» **Tugas dan Latihan**:
[a] Dalam kutipan tentang Syekh Muhammad Arsyad al-Banjari, berapa usia beliau ketika sultan berhajat memelihara dan mendidiknya?
[b] Lanjutkan kutipan tentang Syekh Muhammad Arsyad al-Banjari, dimulai sesudah kalimat terakhirnya.

------ Kutipan Sumber ------

Maulana Syekh Muhammad Arsyad al-Banjari lahir di desa Lok Gabang Kecamatan Astambul Kabupaten Banjar pada hari Kamis dini hari, pukul 03.00 (waktu sahur), 15 Safar 1122 H atau 17 Maret 1710 M.

Semasa Kecil
Sejak kecil, Maulana Syekh Muhammad Arsyad al-Banjari cerdas serta mempunyai akhlak yang baik dan terpuji. Kehebatan beliau sejak kecil ialah dalam bidang seni Lukis dan seni tulis, sehingga siapa saja yang melihat karyanya akan merasa kagum dan terpukau.

Pada suatu hari, sultan mengadakan kunjungan kekampung-kampung, Pada saat baginda sampai kekampung lok Gabang, Baginda berkesempatan melihat hasil karya lukisan Muhammad Arsyad yang indah lagi memukau hati itu. justeru Sultan berhajat untuk memelihara dan mendidik Muhammad Arsyad yang tatkala itu baru berusia 7 tahun.

Maulana Syeikh Muhammad Arsyad al-Banjari mendapat pendidikan penuh di Istana sehingga usia mencapai 30 tahun. Kemudian beliau dikawinkan dengan seorang perempuan yang soleha bernam Tuan Bajut, Hasil perkawinan beliau memperoleh seorang putri yang diberinam Syarifah. Beliau telah meneruskan pengembaraan ilmunya ke Mekah selama 30 tahun dan Madinah selama 5 tahun. Segala perbelanjaanya ditanggung oleh sultan.

------ Data yang Ditampilkan ------

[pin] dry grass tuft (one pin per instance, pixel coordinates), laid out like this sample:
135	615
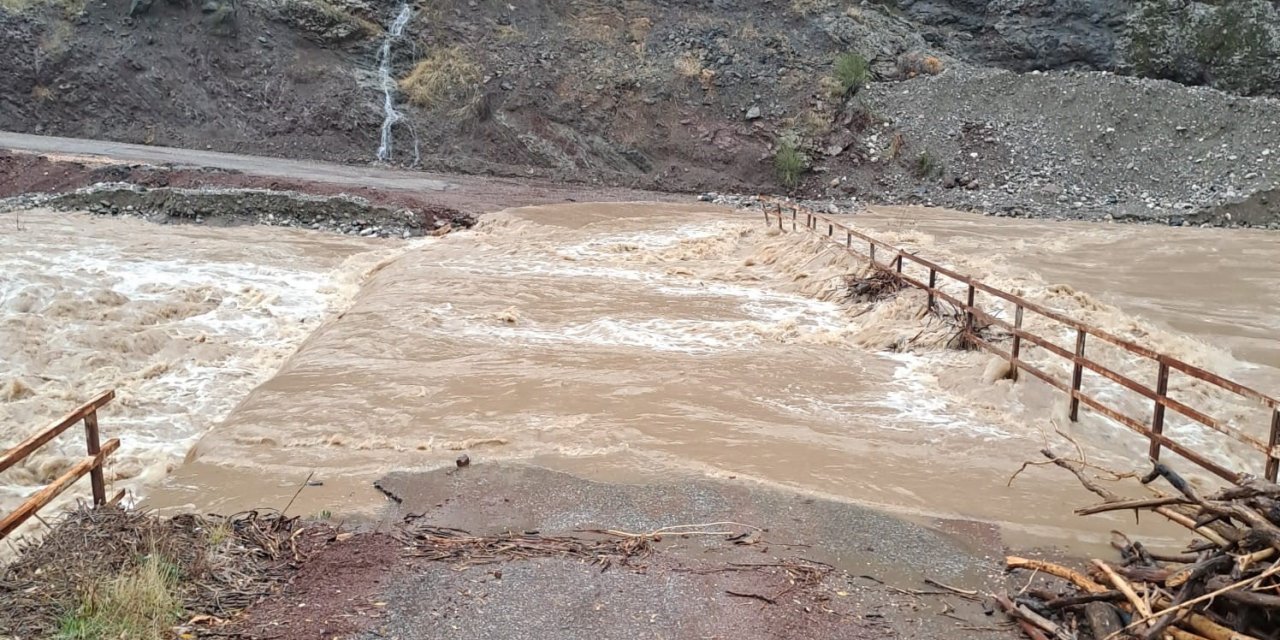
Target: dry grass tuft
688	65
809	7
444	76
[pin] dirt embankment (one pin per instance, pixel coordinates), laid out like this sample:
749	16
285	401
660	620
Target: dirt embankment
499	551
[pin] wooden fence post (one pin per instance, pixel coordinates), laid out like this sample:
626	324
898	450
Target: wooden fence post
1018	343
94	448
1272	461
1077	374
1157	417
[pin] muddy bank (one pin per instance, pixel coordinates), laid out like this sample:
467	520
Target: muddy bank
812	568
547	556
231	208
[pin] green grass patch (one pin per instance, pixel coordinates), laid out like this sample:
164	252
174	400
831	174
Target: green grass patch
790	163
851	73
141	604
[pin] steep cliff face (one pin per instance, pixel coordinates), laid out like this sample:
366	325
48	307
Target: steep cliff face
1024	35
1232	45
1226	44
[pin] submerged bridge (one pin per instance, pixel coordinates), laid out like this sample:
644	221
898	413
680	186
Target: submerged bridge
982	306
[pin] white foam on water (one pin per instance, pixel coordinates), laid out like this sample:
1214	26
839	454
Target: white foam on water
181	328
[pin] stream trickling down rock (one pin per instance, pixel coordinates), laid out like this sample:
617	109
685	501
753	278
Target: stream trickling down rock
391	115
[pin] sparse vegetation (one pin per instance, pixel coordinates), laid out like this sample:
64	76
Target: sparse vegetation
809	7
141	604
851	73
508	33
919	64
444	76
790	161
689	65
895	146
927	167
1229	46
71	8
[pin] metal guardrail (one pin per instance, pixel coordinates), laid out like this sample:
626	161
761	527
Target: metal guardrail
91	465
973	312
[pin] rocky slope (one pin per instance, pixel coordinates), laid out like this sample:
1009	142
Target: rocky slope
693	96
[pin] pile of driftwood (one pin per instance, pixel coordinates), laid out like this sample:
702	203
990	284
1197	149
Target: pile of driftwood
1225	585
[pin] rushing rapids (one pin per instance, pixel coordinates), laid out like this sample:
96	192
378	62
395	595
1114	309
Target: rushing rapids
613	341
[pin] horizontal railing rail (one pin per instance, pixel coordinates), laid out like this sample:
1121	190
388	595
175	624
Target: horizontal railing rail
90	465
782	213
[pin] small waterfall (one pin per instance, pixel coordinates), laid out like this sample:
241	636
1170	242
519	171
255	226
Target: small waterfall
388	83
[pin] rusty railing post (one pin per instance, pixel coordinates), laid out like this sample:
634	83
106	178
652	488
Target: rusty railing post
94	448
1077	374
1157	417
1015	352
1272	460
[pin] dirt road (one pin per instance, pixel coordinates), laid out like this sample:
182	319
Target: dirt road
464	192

------
------ Data yang Ditampilkan ------

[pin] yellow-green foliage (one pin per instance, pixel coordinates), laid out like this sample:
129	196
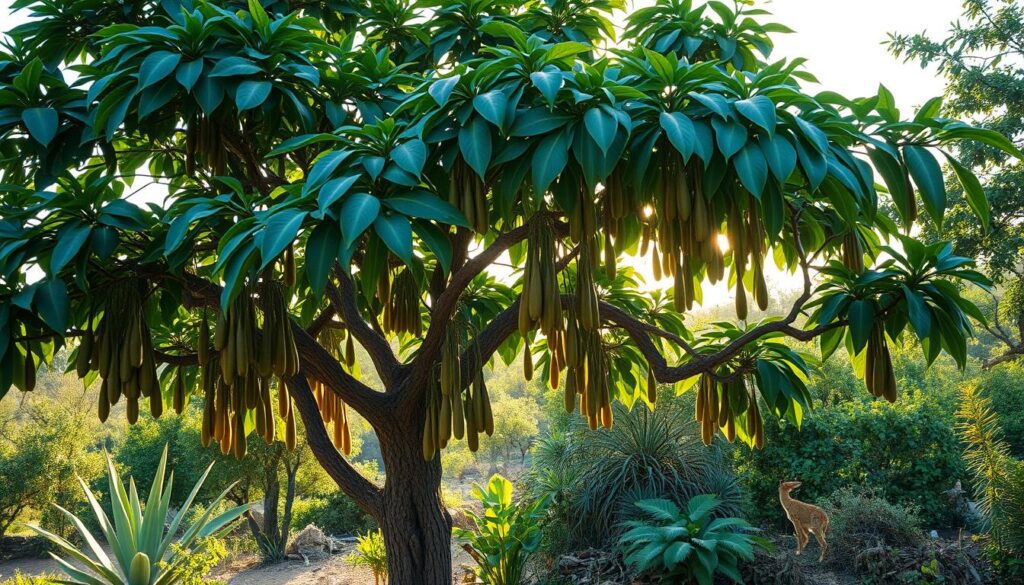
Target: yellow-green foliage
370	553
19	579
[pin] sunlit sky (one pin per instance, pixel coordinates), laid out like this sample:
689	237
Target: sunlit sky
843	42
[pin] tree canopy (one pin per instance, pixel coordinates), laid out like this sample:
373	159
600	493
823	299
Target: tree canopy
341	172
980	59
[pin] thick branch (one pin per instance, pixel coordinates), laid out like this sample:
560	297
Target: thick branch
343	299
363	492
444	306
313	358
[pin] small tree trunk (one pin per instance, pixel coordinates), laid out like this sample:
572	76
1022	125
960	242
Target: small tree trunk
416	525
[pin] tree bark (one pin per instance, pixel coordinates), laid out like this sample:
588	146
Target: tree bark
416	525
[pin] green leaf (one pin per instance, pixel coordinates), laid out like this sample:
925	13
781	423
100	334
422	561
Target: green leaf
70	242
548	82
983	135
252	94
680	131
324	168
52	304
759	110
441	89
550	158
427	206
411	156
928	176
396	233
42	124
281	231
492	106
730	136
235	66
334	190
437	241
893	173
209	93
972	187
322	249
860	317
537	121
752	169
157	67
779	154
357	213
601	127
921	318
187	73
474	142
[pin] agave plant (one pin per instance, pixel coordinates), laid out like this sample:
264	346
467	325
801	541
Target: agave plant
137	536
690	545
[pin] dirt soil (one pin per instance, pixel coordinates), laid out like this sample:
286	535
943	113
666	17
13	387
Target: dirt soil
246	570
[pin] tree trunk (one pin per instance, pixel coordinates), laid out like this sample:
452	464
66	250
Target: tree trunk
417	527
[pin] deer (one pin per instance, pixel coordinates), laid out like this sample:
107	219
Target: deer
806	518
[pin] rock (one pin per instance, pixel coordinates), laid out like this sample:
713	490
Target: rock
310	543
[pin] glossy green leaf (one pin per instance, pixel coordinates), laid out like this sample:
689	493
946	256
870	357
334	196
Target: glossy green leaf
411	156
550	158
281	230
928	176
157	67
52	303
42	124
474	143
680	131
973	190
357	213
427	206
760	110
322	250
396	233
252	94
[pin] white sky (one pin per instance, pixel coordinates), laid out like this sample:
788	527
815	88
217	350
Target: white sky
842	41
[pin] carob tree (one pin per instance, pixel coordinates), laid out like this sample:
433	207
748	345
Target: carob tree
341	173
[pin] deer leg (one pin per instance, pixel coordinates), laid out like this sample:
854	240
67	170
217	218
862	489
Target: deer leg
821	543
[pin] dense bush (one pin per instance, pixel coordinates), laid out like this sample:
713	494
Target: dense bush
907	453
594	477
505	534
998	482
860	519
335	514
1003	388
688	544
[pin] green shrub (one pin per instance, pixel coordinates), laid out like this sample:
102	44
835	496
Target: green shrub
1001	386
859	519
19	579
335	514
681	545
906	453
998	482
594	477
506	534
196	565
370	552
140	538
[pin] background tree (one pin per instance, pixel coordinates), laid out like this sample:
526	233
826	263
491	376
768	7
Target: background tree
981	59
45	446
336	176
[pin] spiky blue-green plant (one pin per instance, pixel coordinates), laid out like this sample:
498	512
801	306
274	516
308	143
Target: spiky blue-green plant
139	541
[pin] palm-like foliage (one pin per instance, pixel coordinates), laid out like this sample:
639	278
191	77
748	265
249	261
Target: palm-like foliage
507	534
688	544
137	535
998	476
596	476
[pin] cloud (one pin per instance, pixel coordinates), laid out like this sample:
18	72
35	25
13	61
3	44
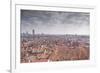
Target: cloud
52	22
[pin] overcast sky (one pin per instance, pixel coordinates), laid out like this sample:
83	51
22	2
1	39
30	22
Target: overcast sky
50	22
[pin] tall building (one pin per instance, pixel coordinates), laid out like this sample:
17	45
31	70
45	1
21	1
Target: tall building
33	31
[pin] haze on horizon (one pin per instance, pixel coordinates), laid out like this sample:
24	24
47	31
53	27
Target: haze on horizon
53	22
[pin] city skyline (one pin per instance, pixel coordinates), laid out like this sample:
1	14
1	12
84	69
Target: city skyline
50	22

------

» **Jawaban Tugas**:
[a] Beliau baru berusia 7 tahun.

[b]
Sahabatnya yang paling penting yang banyak disebut adalah Syeikh `Abdus Shamad Al-Falimbani, Syeikh Abdur Rahman Al-Mashri Al-Batawi dan Syeikh Abdul Wahhab Bugis (yang kemudian menjadi menantu Syaikh). Guru yang banyak disebut adalah Syeikh Muhammad bin Sulaiman Al-Kurdi, Syeikh `Athaullah dan Syeikh Muhammad bin Abdul Karim As-Sammani Al-Madani. Selama belajar di Mekah Syeikh Arsyad tinggal di sebuah rumah di Samiyah yang dibeli oleh Sultan Banjar. Syeikh Arsyad juga belajar kepada guru-guru Melayu di Arab Saudi, seperti Syeikh Abdur Rahman bin Abdul Mubin Pauh Bok Al-Fathani (Thailand Selatan), Syeikh Muhammad Zain bin Faqih Jalaluddin Aceh dan Syekh Muhammad Aqib bin Hasanuddin Al Falimbany.

Hampir semua ilmu keislaman yang telah dipelajari di Mekah dan Madinah mempunyai sanad atau silsilah hingga ke pengarangnya. Hal ini cukup jelas seperti yang ditulis oleh Syeikh Yasin bin Isa Al-Fadani (Padang, Sumatera Barat) dalam beberapa buah karya beliau. Selain bukti berupa karya-karyanya, juga dapat diambil jasa-jasanya membuka mata masyarakat Banjar atau dunia Melayu.

Rekan-rekan Arsyad selama di Mekah kemudian juga menjadi ulama terkenal. Syeikh `Abdus Shamad Al-Falimbani pengarang Sayrus Salaikin, Syeikh `Abdur Rahman Al-Mashri Al-Batawi (akkek Sayid `Utsman bin Yahya, Mufti Betawi yang terkenal), Syeikh Muhammad Nafis bin Idris Al-Banjari, pengarang kitab Ad-Durrun Nafis, Syeikh Muhammad Shalih bin `Umar As-Samarani (Semarang) yang digelar dengan Imam Ghazali Shaghir (Imam Ghazali Kecil), Syeikh `Abdur Rahman bin `Abdullah bin Ahmad At-Tarmasi (Termas, Jawa Timur), Syeikh Haji Zainuddin bin `Abdur Rahim Al-Fathani (Thailand Selatan), dan banyak lagi.

Penulisan
Tradisi kebanyakan ulama, ketika mereka belajar dan mengajar di Mekah, sekali gus menulis kitab di Mekah juga. Lain halnya dengan Syeikh Muhammad Arsyad bin `Abdullah al-Banjari, walaupun dipercayai bahawa beliau juga pernah mengajar di Mekah, namun karya yang dihasilkannya ditulis di Banjar sendiri. Lagi pula nampaknya beliau lebih mencurahkan khidmat derma baktinya di tempat kelahirannya sendiri yang seolah-olah tanggungjawab rakyat Banjar terbeban di bahunya. 

Ketika mulai pulang ke tanah Banjar, Beliau sangat sibuk mengajar dan menyusun segala macam bidang yang bersangkut-paut dengan dakwah, pendidikan dan pentadbiran Islam. Walaupun begitu beliau masih sempat menghasilkan beberapa buah karangan.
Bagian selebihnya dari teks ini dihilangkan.